— Exercise instructions —
Copy out the following rows word for word, beginning at the line that contains "Reviewer note: every instance of the red" and ending after the line that contains "pixel 99 51".

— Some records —
* start *
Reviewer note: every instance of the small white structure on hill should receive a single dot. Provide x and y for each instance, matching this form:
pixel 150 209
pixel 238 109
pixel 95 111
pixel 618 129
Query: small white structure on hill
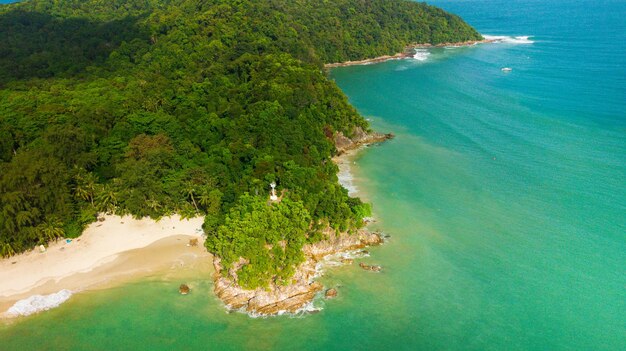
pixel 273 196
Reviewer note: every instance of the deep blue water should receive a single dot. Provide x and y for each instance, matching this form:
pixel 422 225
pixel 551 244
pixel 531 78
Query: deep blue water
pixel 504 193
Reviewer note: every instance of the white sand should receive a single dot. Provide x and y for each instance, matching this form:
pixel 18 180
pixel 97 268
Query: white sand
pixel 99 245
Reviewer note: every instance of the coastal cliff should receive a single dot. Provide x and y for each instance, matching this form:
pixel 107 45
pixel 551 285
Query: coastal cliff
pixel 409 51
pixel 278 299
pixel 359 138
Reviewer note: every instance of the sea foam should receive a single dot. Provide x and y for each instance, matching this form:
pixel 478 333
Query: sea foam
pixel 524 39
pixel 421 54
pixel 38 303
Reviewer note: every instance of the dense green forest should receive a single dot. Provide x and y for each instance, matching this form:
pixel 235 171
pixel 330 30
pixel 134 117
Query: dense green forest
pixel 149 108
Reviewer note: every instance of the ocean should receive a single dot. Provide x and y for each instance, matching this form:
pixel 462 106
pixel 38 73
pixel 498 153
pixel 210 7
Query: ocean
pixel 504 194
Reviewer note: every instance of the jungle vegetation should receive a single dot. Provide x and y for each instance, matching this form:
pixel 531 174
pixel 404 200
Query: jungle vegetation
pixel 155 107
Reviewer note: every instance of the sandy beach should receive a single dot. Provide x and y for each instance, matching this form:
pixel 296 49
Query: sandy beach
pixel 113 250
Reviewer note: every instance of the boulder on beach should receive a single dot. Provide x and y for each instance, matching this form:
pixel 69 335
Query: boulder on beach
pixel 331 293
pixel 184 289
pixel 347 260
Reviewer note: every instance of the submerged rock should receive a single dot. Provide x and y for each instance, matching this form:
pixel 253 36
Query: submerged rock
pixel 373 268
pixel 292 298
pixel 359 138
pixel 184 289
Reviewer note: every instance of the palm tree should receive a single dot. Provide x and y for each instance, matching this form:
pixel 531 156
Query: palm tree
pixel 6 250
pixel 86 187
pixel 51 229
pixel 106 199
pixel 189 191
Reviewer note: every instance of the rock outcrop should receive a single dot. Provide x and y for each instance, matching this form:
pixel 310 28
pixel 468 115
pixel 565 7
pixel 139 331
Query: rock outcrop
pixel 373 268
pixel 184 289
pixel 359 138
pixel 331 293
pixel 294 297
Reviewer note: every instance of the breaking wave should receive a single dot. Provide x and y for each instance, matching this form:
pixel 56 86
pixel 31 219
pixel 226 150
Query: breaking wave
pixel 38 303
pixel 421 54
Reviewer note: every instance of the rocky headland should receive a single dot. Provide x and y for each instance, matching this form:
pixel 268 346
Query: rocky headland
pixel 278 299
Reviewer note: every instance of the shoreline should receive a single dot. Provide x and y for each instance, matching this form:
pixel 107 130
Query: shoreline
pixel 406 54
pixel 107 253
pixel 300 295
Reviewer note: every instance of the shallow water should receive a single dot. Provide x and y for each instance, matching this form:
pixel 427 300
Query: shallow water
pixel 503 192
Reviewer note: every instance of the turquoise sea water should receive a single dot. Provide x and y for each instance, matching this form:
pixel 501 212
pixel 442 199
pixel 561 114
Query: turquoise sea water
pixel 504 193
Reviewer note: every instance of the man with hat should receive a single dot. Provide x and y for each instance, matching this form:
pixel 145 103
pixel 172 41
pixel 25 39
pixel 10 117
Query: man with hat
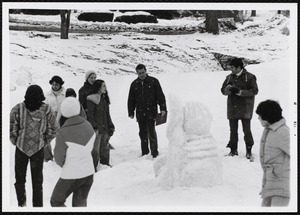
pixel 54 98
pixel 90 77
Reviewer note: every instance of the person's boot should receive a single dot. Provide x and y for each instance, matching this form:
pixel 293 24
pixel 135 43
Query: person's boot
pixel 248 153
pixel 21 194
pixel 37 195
* end *
* start *
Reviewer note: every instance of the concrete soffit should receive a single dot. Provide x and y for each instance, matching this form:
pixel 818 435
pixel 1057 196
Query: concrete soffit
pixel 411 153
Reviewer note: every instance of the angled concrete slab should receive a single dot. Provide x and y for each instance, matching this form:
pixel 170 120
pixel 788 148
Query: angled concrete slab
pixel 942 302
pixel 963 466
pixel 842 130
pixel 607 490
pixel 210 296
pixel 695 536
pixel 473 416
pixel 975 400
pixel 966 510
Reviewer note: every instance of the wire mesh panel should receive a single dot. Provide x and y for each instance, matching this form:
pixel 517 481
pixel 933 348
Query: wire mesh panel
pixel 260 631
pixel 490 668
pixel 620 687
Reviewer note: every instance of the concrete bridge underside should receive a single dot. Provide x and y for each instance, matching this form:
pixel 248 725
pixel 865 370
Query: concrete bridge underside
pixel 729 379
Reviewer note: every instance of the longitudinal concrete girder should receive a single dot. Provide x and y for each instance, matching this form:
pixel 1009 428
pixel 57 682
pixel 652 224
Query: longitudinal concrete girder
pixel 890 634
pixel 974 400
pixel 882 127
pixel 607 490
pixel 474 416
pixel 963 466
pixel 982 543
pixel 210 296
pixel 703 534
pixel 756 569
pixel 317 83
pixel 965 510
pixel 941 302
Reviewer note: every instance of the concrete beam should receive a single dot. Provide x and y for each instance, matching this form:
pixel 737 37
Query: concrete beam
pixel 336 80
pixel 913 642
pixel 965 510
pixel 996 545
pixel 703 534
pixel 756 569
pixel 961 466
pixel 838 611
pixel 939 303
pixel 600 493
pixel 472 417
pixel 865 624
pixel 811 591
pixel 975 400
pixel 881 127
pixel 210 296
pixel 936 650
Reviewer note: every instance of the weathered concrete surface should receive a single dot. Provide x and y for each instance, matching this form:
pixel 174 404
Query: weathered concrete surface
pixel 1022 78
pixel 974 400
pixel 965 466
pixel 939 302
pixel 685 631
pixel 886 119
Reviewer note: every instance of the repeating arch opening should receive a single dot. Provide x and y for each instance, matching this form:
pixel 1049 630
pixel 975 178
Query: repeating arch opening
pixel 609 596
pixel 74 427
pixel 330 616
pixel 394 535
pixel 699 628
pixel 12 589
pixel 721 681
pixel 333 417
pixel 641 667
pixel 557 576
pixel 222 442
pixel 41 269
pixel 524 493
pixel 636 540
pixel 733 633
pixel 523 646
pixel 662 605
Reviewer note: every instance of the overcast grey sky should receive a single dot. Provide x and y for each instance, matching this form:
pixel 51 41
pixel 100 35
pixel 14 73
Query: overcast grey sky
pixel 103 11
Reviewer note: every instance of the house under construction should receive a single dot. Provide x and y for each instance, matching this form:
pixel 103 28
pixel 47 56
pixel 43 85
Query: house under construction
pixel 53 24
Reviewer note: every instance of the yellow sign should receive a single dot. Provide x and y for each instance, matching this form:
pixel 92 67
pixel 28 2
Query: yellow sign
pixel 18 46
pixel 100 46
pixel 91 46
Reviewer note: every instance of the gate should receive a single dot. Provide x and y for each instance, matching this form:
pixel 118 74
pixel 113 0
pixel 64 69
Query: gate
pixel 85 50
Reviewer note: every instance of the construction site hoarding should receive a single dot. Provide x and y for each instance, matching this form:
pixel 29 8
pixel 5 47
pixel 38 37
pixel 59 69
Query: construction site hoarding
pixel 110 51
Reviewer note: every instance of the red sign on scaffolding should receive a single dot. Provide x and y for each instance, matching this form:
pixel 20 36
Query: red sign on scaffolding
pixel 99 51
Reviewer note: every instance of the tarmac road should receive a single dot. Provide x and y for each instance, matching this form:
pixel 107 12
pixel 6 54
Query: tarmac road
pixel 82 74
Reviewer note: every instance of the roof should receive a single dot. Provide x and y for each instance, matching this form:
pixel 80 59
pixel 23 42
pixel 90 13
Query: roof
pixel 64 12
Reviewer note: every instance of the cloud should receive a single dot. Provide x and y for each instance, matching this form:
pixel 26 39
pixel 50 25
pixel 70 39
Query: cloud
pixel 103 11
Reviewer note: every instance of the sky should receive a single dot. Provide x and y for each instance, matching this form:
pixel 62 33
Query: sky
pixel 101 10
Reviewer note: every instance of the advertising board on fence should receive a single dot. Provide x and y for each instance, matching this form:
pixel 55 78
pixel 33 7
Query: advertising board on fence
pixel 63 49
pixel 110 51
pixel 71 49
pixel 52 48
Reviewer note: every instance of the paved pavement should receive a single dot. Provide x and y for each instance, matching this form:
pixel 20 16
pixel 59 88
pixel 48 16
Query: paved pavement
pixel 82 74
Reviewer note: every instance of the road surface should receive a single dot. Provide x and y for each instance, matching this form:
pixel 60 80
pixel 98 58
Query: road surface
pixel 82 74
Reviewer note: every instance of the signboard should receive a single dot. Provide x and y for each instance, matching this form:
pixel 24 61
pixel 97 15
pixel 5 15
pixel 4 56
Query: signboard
* end *
* start *
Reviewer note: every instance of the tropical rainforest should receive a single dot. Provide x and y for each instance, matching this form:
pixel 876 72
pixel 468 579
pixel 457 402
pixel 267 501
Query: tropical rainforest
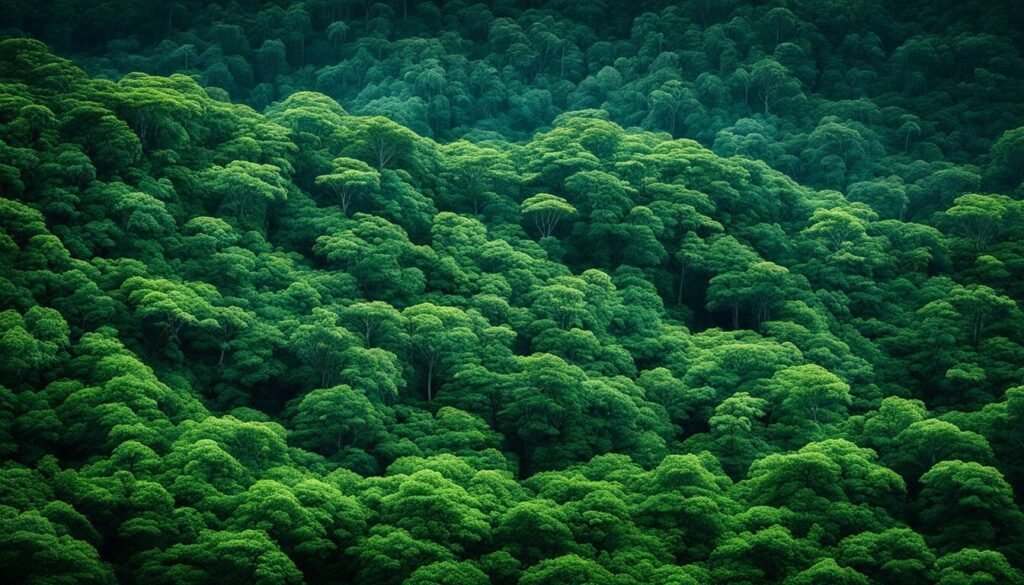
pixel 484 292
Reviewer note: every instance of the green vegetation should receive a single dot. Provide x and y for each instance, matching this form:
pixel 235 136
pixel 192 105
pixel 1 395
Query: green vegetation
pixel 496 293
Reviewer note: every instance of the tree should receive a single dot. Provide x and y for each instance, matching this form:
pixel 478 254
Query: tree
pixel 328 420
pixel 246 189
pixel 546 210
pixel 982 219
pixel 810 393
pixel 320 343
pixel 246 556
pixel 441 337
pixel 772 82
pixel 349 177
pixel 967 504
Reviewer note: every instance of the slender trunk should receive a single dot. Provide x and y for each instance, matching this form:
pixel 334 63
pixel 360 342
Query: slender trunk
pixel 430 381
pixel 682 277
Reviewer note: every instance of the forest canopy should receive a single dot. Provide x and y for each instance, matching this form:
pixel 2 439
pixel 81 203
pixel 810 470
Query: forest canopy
* end *
— Result of the exercise —
Reviewer note: every instance of the red sign on scaffolding should receive a single dot. Provide x and y for each instance, matching this form:
pixel 20 36
Query: red sign on scaffolding
pixel 99 51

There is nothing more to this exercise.